What is asked: Return the lines of the listing from the line that contains "the green leaf" up to and including the line that contains "376), (160, 106)]", reproduced verbatim.

begin Records supplied

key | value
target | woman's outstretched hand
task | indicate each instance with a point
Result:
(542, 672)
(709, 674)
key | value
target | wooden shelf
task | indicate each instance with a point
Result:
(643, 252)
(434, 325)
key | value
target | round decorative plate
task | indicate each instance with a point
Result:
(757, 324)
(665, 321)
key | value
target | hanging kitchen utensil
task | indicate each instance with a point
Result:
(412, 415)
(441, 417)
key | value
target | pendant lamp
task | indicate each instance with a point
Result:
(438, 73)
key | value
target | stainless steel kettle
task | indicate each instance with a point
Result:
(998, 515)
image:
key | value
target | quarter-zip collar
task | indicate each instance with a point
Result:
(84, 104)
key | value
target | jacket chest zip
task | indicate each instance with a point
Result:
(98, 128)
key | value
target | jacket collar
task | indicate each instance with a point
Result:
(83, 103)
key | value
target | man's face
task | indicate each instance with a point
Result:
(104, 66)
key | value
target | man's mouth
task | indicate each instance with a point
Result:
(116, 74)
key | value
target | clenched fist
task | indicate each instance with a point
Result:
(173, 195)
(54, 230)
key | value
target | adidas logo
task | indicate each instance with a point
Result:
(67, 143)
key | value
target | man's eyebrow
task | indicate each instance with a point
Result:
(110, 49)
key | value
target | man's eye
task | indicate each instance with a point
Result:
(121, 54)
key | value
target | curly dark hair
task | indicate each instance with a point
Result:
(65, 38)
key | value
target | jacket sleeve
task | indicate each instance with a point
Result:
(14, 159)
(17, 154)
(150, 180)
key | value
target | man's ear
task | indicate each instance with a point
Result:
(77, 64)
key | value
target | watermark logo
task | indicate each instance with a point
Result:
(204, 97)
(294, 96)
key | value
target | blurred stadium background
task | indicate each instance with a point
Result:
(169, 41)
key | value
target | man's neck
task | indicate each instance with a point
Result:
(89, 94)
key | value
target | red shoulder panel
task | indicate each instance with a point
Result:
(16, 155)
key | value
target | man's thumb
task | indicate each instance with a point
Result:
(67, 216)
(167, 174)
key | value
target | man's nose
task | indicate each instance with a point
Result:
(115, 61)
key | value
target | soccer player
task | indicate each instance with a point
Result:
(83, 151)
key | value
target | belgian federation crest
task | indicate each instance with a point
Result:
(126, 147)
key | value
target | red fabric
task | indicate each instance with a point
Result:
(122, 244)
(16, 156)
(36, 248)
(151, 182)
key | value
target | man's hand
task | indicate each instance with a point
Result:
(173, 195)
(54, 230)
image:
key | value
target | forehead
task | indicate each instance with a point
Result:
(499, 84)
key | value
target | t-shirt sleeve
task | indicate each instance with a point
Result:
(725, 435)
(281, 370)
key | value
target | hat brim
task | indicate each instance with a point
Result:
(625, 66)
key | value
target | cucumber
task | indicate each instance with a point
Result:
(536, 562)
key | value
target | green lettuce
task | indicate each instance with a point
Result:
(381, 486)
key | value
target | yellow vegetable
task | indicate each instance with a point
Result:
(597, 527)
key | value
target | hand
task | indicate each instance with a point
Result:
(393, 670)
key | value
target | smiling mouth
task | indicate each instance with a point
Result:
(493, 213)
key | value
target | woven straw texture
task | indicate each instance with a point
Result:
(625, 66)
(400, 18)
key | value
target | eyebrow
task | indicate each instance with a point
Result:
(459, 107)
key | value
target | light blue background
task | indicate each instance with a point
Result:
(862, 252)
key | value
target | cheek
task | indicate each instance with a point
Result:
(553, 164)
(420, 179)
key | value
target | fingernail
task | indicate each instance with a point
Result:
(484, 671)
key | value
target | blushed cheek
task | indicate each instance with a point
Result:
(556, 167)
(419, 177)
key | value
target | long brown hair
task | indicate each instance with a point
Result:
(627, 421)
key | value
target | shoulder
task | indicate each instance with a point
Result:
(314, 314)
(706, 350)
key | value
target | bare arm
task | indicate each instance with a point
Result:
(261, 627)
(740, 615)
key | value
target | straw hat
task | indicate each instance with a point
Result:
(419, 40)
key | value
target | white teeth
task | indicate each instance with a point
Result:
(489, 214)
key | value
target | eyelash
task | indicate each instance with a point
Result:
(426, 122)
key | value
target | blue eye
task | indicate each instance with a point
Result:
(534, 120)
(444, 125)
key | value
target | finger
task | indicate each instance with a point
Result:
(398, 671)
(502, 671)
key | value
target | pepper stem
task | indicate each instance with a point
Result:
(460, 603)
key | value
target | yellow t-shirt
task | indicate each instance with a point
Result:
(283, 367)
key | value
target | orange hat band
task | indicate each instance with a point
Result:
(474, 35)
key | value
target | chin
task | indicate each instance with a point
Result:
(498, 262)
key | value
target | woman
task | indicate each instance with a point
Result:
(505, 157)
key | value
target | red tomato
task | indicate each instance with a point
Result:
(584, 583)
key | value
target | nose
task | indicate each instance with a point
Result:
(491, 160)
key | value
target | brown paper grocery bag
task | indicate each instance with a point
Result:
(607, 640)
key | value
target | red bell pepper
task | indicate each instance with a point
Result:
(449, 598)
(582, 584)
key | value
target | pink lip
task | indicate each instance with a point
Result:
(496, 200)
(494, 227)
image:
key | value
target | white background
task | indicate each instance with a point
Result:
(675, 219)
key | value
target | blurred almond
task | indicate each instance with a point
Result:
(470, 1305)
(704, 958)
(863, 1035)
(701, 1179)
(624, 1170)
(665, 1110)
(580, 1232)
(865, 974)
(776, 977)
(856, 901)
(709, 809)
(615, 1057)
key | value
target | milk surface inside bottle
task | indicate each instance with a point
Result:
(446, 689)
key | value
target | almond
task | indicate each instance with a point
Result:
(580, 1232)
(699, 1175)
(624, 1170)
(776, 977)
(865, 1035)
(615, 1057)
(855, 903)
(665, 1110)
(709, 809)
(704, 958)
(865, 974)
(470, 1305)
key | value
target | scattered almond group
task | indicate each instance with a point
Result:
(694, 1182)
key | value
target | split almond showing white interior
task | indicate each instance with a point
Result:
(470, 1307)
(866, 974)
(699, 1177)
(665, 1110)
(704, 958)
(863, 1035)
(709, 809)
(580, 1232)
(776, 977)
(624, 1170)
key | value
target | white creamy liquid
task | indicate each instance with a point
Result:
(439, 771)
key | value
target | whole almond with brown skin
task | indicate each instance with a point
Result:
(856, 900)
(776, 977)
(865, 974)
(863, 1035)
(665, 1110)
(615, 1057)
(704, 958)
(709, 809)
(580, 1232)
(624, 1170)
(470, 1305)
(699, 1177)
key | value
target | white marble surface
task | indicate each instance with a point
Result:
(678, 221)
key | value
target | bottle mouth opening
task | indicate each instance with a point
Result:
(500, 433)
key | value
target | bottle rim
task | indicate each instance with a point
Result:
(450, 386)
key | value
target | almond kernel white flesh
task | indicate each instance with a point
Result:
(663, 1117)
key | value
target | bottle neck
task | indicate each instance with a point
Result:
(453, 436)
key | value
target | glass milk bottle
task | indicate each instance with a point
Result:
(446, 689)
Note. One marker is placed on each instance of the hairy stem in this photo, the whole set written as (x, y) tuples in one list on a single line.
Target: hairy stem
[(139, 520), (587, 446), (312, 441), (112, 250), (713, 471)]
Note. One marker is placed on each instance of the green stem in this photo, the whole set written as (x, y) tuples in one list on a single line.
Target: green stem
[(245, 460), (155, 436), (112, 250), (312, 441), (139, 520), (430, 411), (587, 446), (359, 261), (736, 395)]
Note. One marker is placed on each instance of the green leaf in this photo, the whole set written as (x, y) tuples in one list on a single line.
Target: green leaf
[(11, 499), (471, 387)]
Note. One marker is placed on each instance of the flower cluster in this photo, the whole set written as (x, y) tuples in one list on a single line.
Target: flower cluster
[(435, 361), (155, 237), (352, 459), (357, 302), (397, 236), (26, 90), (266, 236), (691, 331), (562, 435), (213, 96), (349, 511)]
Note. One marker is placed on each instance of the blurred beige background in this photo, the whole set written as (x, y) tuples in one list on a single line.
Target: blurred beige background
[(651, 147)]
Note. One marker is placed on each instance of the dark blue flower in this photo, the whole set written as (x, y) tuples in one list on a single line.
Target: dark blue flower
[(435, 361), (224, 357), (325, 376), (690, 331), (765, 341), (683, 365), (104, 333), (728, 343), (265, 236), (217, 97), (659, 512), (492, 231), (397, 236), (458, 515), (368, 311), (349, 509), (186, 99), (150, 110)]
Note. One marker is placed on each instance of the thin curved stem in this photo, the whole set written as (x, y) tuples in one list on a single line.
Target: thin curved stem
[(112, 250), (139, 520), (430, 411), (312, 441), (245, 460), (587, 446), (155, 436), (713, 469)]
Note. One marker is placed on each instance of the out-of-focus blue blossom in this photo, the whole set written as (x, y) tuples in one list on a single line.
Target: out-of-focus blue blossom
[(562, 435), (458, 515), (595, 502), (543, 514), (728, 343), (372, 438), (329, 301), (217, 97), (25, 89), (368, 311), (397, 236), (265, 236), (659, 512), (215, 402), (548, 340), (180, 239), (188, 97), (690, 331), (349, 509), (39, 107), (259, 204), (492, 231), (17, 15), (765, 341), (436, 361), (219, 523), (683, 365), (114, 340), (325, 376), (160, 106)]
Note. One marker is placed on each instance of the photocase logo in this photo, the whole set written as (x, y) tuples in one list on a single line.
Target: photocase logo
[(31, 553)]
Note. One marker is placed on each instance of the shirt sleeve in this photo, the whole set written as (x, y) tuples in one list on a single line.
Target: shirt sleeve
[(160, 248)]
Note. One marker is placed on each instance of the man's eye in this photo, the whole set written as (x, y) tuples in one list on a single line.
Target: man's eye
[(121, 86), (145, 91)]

end Records supplied

Response to the exercise:
Note. One marker is placed on each instance of the green leaf in this photo, the whole set written as (x, y) tuples in one list on a single line.
Target: green leaf
[(11, 499), (471, 387)]
Note. One marker is placed on each instance of the flower cluster in this photo, the whole set written as (x, y) tuples in one list on a single line.
Target: flower cluster
[(435, 361), (155, 237), (352, 459), (357, 302), (397, 236), (26, 90), (266, 236), (691, 331), (562, 435), (213, 96), (349, 511)]
Note. One marker is placed on each instance of the blurred beige background in this photo, the whole set written as (x, y) tuples in one list on a single line.
Target: blurred beige background
[(651, 147)]
Note. One marker is placed on each instance of the dark blue flower in this photo, the whole set written as (x, y) tuples in one list on a single line.
Target: dark blue flower
[(435, 361), (224, 357), (325, 376), (690, 331), (765, 341), (683, 365), (104, 333), (728, 343), (265, 236), (217, 97), (659, 512), (492, 231), (397, 236), (458, 515), (368, 311), (349, 509), (186, 99), (150, 110)]
Note. One marker is placed on each instance of the thin curved stem in this photo, the whole set written as (x, y) tuples in one list on a single line.
Target: thin curved stem
[(112, 250), (139, 520), (430, 411), (312, 441), (245, 460), (587, 446), (155, 436), (713, 469)]
Note. One marker is placed on each instance of the out-of-focus blue blossom in this photo, the whole set written as (x, y) tuples in one list on a single line.
Target: out-of-focus blue blossom
[(562, 435), (458, 515), (595, 502), (543, 514), (728, 343), (372, 438), (329, 301), (217, 97), (25, 89), (368, 311), (397, 236), (265, 236), (659, 512), (215, 402), (548, 340), (180, 239), (188, 97), (690, 331), (349, 509), (39, 107), (259, 204), (492, 231), (17, 15), (765, 341), (436, 361), (219, 523), (683, 365), (114, 340), (325, 376), (160, 106)]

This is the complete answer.